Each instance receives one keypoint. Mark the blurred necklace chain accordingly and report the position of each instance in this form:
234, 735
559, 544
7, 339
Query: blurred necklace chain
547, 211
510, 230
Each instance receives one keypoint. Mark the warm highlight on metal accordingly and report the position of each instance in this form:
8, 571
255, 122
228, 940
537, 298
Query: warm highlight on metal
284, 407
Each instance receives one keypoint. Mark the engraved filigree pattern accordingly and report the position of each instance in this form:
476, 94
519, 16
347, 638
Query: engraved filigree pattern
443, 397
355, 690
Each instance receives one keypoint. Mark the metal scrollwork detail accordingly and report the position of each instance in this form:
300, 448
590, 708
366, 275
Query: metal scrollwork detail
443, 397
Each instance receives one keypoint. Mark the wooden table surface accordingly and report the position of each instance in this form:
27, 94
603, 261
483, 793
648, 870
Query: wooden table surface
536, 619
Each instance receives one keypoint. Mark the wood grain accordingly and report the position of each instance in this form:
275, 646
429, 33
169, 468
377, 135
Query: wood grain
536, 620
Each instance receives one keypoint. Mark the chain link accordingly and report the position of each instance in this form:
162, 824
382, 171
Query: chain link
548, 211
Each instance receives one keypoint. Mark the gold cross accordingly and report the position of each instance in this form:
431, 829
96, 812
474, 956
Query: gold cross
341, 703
---
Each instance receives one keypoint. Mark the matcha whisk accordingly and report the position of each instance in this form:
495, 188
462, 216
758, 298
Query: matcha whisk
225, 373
--
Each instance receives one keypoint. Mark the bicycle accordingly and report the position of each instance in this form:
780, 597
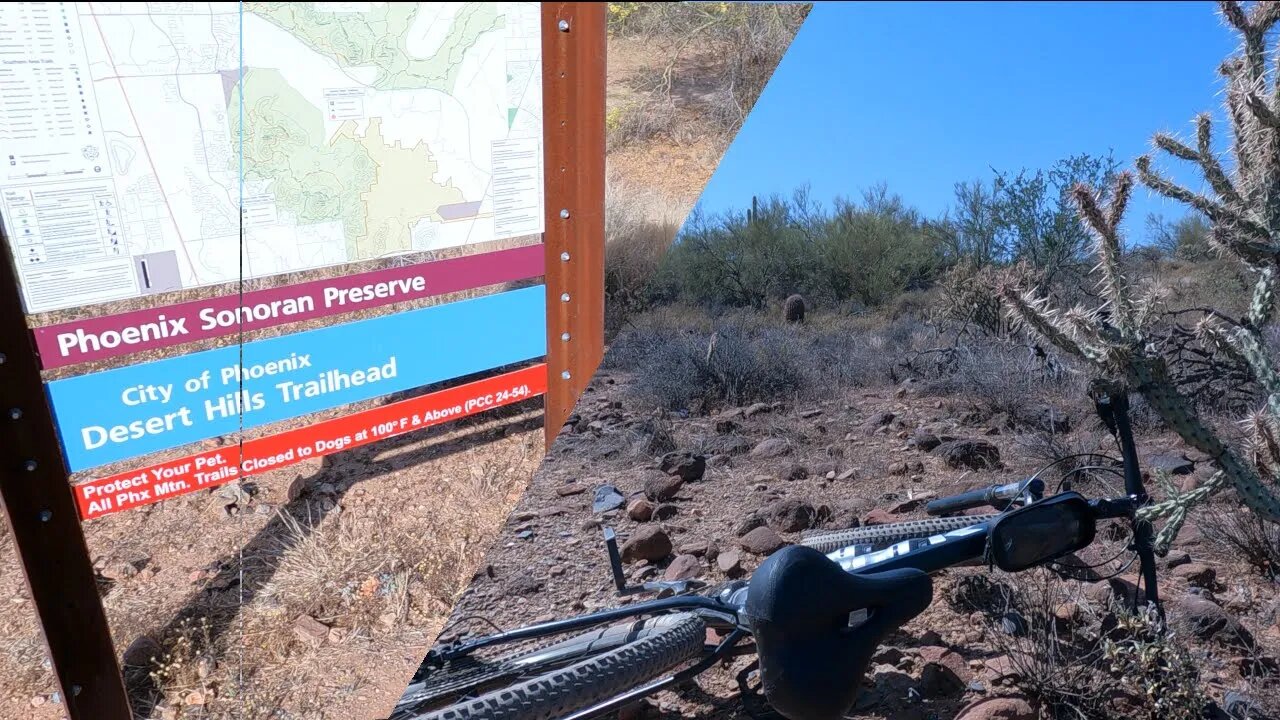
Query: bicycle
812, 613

### WHAT TO DO
Each line of the material with the word "accordingly" in it should be listed.

### SOLUTION FOR THIS EXERCISE
Each instance receives one keypoint. Mark the blurred necklace chain accordingly and report the position of each instance in this form:
Each instance receives one keypoint. Mark the warm highlight on metal accordingly and report the position of each instance in this form:
Each instance receives one keypoint. Mark the engraved filigree pattern accordingly and report the position of each instance in this form:
Each instance receives one keypoint. Mark the metal scrollwork detail accordingly and report the position of each instance in this form:
Each instance receives one keypoint. Mark the wooden table surface accordingly and report the position of each instance in this form:
Each instance receives one keypoint. Mark the wood grain accordingly and report the position of each instance in this form:
Each instance receives one keypoint. Mark the chain link accordingly and report the position of each instance in this form:
Each instance receives one keypoint. Mark the gold cross accordingly and report the position of each instance in this form:
Each instance receives one keypoint. Mark the matcha whisk accordingly and report the position of each instance in this form:
Each instance receives one keypoint. Mark the bicycle accordingly and report the position of each instance in this form:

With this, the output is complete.